▶ [Gestellte Aufgabe]:
Setze den Leserbrief über den Zulauf zur AfD im Anschluss an seinen letzten Satz fort.

▶ [Text zum Lesen]:

※ ※ ※

04.09.2023

Warum hat die AfD Zulauf? - Leserbrief

[veröffentlicht am 02.09.2023]

Weshalb wundert sich Hr. Sattler in seiner Glosse vom 22.08. darüber, dass die AfD stärker wird?

Ich kann es ihm genau erklären: weil allerorten die Narrative, über die sich die AfD freut, lang und breit durch die Presse und die Medien getragen werden und AfD-Politikern viel Raum gegeben wird. Auch Hr. Sattler ist ein wunderbares Beispiel dafür, wie man es nicht machen sollte.

Auf der einen Seite nämlich beklagt er die Gefahr, dass die AfD Stimmen gewinnt, auf der anderen Seite laboriert er genau deren Stichpunkte, von denen leider keiner so richtig stimmt.

※ ※ ※

▶ [Erfasste Angaben]:
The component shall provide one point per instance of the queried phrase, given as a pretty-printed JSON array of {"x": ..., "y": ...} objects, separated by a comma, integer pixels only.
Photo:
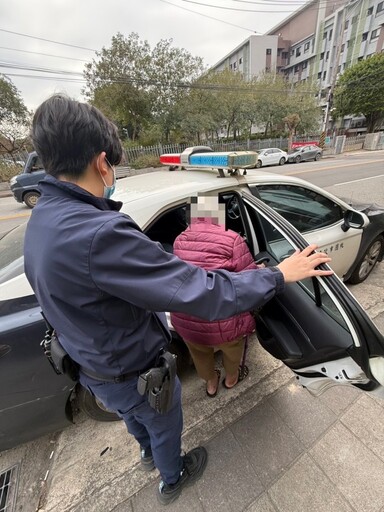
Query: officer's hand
[{"x": 302, "y": 264}]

※ ※ ※

▶ [Ergebnis der Aufgabe]:
Er stellt fest, dass “höchstens” die Hälfte der Geflüchteten seit 2015 eine Ausbildung gemacht hat und in Lohn und Brot steht. Ich finde hingegen, das ist eine großartige Leistung unseres Schul- und Ausbildungssystems, dass so schnell so viele Menschen aus anderen Kulturkreisen sich hier in einer ihnen fremden Sprache zurecht finden konnten. Die andere Hälfte sind vermutlich großteils Kinder, Jugendliche, Senioren oder pflegende Familienangehörige. Es ist also höchst unehrlich, sich zu beklagen, dass “nur” die Hälfte Ausbildung und Beruf gefunden hat und nicht zu (er)klären, wie diese Zahl zustande kommt.

Deutschland geht es wirtschaftlich nach wie vor gut, und jetzt unser Land als “kranken Mann” oder als vom Abstieg gefährdet zu bezeichnen, spielt auch nur dem politischen rechten Rand in die Karten. Die Ampel ist seit zwei Jahren an der Regierung und räumt die Hinterlassenschaften und Nachlässigkeiten der letzten Dekaden von Regierungen mit CDU-Beteiligung auf. Solch eine aggressive Oppositionsagitation, und das sogar mit offenen Unwahrheiten, habe ich in den letzten 40 Jahren nicht erlebt.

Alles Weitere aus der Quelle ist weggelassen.